- [Source material]
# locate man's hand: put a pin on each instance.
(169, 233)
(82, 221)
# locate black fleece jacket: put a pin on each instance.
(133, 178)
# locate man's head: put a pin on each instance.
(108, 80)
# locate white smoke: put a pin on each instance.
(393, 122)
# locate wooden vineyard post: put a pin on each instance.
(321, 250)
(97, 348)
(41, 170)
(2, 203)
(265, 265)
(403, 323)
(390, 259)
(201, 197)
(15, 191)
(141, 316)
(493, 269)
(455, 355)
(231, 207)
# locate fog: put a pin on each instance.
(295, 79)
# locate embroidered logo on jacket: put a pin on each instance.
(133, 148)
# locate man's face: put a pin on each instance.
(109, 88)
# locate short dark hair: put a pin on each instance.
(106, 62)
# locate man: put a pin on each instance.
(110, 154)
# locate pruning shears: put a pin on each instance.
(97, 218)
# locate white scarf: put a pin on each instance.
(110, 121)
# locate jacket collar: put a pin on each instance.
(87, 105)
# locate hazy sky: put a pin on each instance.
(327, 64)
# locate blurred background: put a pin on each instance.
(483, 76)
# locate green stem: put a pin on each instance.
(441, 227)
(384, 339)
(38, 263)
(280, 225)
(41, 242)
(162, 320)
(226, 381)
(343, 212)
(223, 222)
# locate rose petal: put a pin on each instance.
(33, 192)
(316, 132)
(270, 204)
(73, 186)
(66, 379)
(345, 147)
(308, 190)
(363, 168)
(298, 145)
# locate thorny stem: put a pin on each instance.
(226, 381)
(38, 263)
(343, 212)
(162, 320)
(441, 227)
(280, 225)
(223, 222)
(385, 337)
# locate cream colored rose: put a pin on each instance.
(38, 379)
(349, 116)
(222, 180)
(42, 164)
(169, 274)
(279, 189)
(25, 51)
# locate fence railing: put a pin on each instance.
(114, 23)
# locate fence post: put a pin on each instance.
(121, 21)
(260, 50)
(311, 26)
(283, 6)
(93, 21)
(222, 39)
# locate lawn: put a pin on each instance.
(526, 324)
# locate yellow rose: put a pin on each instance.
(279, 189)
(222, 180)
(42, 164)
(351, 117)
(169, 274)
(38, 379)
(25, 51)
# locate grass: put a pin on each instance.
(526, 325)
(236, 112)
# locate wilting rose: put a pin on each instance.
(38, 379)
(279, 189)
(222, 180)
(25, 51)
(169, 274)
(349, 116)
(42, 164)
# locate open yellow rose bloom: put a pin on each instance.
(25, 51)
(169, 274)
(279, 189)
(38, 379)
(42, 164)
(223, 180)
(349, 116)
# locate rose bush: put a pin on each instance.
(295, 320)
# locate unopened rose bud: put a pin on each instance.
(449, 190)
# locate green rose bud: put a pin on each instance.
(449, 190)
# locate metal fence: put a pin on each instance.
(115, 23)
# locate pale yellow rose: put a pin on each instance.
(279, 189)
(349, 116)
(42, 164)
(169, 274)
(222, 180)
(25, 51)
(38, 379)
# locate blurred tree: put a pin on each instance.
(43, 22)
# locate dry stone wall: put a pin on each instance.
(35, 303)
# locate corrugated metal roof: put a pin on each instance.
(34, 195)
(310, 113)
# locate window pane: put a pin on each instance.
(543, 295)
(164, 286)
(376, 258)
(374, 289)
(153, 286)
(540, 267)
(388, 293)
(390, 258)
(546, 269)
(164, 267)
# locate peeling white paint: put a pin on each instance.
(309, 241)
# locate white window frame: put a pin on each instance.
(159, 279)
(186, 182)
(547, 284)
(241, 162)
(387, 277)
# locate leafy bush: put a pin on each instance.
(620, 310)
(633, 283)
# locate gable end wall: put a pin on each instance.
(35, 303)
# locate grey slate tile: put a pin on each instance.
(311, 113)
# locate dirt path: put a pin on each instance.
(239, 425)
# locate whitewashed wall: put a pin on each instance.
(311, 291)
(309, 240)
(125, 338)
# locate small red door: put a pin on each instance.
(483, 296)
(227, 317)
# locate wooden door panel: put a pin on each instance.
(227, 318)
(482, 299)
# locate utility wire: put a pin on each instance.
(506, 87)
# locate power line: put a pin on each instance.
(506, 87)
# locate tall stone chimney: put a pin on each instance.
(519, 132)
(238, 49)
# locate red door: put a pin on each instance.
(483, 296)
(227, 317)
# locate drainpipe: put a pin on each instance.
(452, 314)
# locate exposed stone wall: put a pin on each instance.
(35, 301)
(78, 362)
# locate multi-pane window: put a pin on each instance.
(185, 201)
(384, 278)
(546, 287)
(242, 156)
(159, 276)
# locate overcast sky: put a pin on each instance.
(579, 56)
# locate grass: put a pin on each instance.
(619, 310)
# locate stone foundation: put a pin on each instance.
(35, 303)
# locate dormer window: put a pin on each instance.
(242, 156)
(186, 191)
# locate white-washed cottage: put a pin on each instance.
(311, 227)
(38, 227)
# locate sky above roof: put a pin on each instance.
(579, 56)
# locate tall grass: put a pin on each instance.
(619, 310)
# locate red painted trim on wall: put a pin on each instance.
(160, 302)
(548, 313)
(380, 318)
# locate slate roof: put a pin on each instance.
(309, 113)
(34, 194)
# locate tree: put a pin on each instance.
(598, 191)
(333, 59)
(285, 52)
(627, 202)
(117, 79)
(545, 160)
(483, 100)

- [Exercise brief]
Shift the point coordinates in the items by adding 143 to each number, then output only the lines from the one with "# locate dormer" through the last line of the items, including the lines beginning with #.

- [Correct response]
# locate dormer window: put a pin on each instance.
(385, 299)
(329, 334)
# locate white-washed cottage: put a pin on each instance.
(454, 370)
(181, 370)
# locate sky above roof: put a pin on each instance.
(722, 199)
# locate tall grass: put a pin on each instance.
(762, 453)
# locate red painted trim on wall: put a pin on each instance.
(303, 445)
(691, 456)
(523, 461)
# locate slate roof: put a pin on each instance.
(452, 256)
(177, 337)
# locate tree: put a pin on each instance.
(741, 334)
(476, 202)
(428, 195)
(770, 345)
(260, 222)
(688, 303)
(626, 243)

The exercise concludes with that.